*What is expected*.
Can you copy out the records below verbatim, starting at the line that contains "[bbox-request] white pvc pipe frame" and ending at the line that contains "355,35 -> 573,217", with both of those lines included?

*Records*.
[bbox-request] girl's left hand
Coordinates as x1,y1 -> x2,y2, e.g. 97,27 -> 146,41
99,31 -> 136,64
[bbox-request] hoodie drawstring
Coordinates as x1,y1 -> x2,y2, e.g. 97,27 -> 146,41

...

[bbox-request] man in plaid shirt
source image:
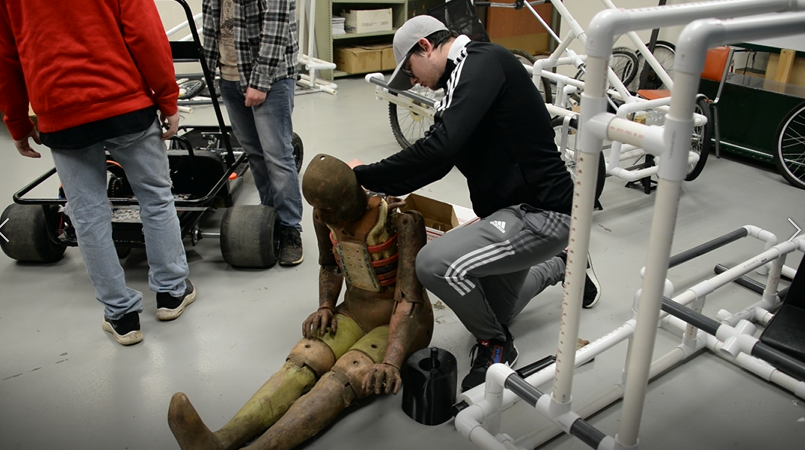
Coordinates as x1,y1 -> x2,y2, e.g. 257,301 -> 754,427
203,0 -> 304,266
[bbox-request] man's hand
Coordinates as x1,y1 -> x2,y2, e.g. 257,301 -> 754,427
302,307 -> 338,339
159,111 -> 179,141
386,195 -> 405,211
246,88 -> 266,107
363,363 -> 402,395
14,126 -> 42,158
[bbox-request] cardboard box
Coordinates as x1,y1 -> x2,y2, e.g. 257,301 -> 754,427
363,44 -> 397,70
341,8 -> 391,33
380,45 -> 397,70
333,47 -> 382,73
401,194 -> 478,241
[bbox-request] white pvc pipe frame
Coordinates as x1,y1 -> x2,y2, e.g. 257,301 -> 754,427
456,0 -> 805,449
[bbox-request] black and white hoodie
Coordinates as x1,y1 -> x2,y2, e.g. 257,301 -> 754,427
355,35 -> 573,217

*Task solution*.
[bbox-request] white pvc pipe frame
Coordinates as x1,y1 -> x2,y2, e.g. 257,301 -> 754,427
456,0 -> 805,449
[bbox-request] black and white hoodie
Coordinates as x1,y1 -> x2,y2, e.g. 257,301 -> 754,427
355,35 -> 573,217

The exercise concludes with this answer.